Exercise aim: Count the lines in the items below that contain the string "gear" and reply with that number alone.

------------------------------------------------

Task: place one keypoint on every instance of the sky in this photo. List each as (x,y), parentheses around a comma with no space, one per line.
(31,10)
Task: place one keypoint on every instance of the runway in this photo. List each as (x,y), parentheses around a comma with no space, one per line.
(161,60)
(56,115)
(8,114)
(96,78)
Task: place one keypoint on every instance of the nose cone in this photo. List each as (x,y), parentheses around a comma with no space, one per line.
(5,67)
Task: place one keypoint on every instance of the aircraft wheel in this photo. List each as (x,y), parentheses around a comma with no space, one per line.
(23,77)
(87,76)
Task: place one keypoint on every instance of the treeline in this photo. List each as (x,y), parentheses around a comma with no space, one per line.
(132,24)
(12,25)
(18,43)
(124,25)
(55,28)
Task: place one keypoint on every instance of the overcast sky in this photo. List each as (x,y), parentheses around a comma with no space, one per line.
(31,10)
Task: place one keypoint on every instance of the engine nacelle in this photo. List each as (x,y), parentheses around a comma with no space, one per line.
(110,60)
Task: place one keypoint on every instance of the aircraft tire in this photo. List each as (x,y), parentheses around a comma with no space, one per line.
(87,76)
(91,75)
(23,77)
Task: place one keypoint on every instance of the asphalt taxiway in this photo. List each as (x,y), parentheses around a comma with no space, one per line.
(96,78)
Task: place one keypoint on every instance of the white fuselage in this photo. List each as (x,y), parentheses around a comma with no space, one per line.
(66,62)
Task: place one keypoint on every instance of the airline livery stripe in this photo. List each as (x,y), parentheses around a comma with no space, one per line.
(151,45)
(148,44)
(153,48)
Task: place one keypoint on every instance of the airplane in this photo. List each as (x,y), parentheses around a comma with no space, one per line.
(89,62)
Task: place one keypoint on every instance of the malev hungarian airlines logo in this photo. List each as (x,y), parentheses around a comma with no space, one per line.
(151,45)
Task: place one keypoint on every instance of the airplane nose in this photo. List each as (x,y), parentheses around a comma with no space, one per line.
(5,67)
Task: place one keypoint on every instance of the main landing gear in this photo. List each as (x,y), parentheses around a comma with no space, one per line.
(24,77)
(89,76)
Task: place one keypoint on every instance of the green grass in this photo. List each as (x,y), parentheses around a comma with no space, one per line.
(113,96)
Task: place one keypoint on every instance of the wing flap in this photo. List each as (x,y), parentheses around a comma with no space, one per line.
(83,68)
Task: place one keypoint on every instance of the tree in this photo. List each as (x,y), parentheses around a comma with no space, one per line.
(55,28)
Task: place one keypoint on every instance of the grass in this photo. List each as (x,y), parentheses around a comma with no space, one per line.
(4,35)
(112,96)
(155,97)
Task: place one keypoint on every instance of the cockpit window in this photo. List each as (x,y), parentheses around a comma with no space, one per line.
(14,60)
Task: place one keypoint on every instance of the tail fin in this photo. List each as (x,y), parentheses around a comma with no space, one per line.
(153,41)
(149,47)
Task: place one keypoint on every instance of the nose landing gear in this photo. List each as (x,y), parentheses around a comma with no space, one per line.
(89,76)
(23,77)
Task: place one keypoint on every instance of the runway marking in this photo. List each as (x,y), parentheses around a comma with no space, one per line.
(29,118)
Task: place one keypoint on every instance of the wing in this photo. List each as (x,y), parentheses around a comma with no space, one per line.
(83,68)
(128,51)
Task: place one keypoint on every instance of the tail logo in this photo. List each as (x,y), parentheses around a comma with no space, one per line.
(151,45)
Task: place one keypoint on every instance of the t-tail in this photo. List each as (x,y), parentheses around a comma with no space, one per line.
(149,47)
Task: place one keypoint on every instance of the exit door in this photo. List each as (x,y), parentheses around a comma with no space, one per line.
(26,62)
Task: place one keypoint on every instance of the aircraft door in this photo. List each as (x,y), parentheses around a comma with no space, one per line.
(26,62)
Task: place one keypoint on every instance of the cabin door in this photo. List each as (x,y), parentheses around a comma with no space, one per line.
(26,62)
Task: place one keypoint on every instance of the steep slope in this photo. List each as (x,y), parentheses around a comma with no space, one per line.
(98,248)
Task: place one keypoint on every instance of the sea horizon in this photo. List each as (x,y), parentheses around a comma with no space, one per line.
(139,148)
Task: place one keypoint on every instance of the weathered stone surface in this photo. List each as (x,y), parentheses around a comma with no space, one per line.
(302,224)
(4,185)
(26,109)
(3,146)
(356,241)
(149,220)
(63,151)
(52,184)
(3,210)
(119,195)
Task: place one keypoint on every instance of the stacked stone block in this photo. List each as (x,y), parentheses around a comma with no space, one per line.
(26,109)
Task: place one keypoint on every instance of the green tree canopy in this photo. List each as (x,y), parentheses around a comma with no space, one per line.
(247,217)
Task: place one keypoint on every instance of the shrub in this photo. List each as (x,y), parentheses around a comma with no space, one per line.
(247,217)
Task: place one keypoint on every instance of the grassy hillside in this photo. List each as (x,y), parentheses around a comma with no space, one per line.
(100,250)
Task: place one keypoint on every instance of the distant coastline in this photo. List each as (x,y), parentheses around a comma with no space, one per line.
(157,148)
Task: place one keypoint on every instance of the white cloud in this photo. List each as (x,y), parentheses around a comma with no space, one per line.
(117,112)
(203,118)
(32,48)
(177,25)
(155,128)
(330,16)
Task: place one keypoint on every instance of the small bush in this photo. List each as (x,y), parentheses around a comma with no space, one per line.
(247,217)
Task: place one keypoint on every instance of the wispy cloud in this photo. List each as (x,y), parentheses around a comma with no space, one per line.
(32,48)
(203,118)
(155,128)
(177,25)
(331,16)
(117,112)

------------------------------------------------

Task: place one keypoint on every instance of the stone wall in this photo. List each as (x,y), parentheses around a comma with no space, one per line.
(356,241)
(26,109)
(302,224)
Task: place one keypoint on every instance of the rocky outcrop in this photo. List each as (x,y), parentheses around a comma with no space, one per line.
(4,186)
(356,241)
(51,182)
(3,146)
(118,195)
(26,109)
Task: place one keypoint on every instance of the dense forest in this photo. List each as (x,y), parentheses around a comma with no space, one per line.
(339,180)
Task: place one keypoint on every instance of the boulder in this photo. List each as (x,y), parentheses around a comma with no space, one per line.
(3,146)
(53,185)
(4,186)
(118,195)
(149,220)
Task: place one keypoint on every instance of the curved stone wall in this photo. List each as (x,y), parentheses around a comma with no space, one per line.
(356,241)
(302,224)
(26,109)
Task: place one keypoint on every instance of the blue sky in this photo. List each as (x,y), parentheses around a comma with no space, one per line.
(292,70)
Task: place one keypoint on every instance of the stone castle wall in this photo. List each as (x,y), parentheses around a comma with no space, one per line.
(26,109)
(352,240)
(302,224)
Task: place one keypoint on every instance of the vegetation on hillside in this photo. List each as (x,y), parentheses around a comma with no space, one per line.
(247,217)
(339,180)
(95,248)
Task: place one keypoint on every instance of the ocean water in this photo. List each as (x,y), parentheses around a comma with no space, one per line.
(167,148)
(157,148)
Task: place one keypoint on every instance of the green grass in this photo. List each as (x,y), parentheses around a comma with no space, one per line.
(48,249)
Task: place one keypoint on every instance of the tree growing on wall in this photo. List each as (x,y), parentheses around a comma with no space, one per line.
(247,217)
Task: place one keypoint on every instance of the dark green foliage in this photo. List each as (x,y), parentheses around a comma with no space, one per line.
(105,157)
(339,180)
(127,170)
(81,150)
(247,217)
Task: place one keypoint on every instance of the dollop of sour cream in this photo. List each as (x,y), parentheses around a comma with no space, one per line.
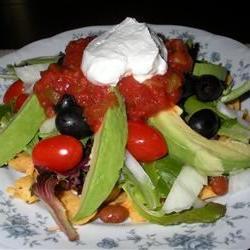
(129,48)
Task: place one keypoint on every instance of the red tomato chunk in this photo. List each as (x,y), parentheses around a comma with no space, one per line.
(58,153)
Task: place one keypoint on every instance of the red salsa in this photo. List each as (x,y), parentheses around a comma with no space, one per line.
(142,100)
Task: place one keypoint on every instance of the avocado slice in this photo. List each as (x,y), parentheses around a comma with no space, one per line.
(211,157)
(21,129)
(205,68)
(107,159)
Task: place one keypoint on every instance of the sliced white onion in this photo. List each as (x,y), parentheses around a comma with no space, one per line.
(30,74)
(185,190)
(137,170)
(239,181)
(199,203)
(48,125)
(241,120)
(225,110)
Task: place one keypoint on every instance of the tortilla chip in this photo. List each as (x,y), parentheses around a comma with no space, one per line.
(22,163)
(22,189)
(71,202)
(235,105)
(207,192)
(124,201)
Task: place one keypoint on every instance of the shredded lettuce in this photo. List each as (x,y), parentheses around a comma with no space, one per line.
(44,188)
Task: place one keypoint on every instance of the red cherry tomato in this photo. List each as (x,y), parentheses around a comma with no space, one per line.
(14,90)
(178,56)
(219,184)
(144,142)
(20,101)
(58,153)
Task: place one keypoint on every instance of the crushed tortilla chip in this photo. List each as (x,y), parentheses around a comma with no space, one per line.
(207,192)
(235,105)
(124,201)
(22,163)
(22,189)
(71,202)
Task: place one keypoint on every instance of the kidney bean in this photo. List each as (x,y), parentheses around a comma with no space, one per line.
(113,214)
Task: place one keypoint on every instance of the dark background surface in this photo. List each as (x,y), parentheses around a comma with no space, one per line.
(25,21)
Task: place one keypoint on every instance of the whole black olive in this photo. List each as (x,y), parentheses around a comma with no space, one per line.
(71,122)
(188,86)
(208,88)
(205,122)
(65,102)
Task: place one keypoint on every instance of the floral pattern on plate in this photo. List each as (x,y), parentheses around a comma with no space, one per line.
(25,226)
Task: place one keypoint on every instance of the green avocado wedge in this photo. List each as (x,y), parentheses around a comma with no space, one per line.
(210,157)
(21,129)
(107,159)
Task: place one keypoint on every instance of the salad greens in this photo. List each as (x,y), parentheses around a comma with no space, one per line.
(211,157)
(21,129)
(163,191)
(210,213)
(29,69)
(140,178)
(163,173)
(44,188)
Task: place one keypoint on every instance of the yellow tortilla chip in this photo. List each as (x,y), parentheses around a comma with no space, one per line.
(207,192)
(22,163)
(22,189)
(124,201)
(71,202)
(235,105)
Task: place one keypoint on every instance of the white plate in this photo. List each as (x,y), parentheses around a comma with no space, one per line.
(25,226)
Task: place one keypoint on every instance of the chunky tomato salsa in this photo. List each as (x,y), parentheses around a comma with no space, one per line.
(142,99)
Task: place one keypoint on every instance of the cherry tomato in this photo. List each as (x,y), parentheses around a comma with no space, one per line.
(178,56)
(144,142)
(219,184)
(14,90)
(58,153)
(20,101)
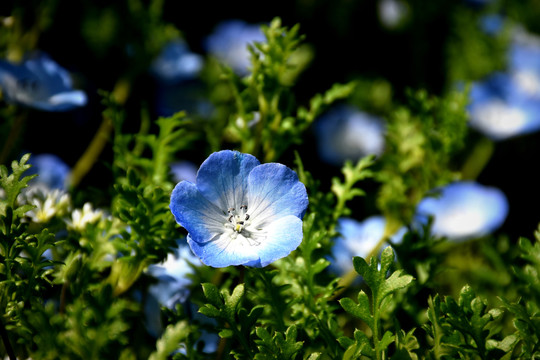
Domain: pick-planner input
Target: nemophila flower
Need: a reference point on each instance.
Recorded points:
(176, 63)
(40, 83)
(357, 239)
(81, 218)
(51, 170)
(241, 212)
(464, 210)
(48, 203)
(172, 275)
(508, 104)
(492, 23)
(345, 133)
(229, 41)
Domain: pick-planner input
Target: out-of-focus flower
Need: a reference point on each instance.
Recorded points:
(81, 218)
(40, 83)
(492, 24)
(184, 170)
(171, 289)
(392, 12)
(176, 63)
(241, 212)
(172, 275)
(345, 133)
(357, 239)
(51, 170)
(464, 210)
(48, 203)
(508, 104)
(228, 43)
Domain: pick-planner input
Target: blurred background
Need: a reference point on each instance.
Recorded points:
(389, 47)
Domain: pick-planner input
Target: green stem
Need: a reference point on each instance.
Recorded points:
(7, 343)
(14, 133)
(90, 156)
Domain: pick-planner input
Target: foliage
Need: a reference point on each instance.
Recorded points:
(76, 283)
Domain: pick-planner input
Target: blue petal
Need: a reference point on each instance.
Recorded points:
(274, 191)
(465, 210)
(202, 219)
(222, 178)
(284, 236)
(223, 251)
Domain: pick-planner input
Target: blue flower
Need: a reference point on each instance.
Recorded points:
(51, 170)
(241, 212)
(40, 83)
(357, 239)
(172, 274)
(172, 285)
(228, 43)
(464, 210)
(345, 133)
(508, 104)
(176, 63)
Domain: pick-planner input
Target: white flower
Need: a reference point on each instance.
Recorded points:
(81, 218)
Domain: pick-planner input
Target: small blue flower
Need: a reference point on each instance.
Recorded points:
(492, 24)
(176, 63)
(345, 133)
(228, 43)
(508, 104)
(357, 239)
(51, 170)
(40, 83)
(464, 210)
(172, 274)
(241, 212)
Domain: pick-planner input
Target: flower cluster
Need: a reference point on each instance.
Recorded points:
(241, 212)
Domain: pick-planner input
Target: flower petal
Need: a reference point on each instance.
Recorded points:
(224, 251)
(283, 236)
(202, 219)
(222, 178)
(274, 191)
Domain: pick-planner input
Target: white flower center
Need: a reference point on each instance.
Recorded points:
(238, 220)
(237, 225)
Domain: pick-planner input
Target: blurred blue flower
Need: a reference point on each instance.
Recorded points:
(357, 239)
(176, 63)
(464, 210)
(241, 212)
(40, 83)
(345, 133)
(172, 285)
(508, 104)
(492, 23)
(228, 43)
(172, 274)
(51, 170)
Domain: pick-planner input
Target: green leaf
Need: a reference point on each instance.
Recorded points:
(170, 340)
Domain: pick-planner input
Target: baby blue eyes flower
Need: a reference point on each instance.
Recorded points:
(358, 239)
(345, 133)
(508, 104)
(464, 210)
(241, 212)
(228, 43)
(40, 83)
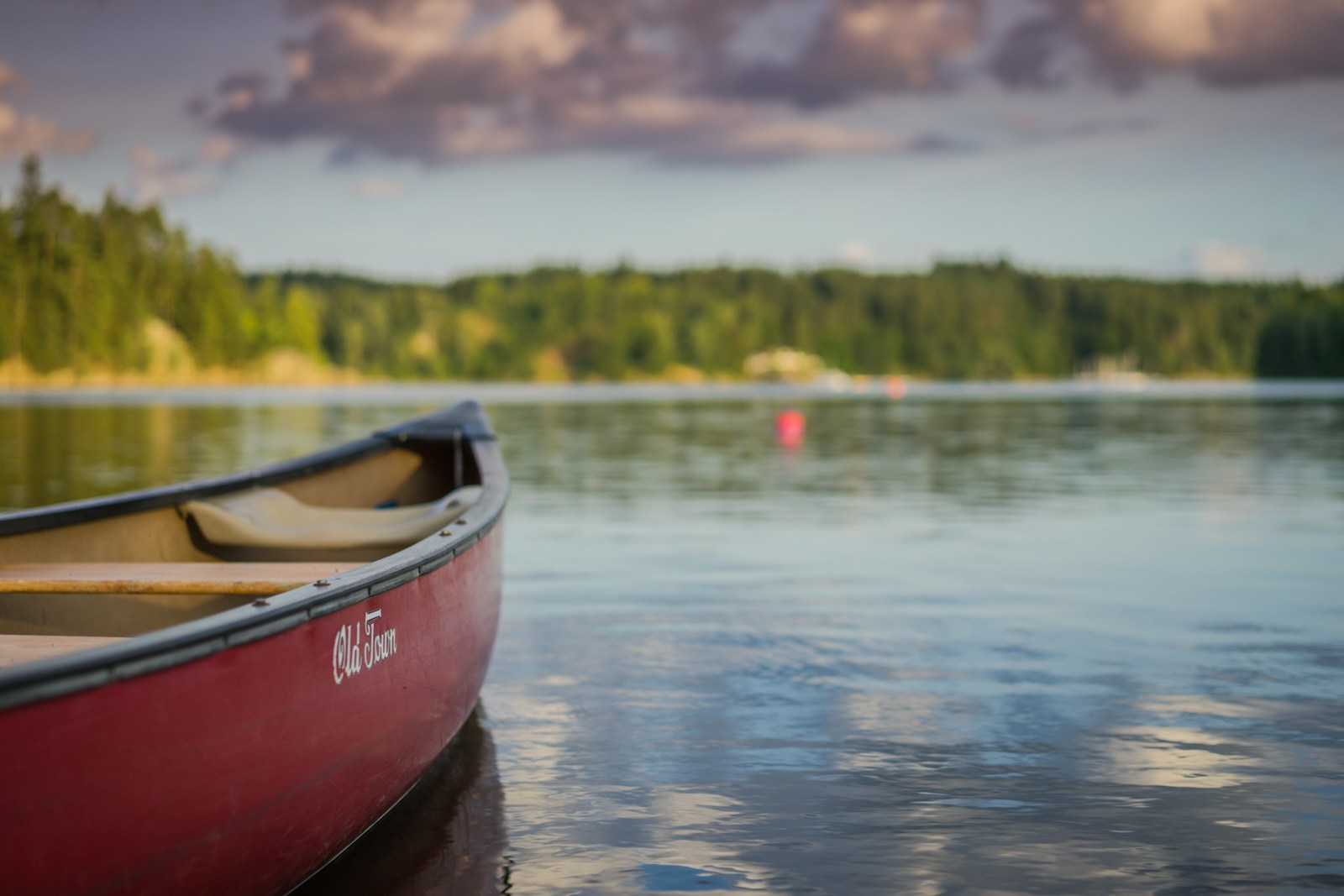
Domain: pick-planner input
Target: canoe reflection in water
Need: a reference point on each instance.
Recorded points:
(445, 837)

------------------------------------------------

Solution to the exercise: 2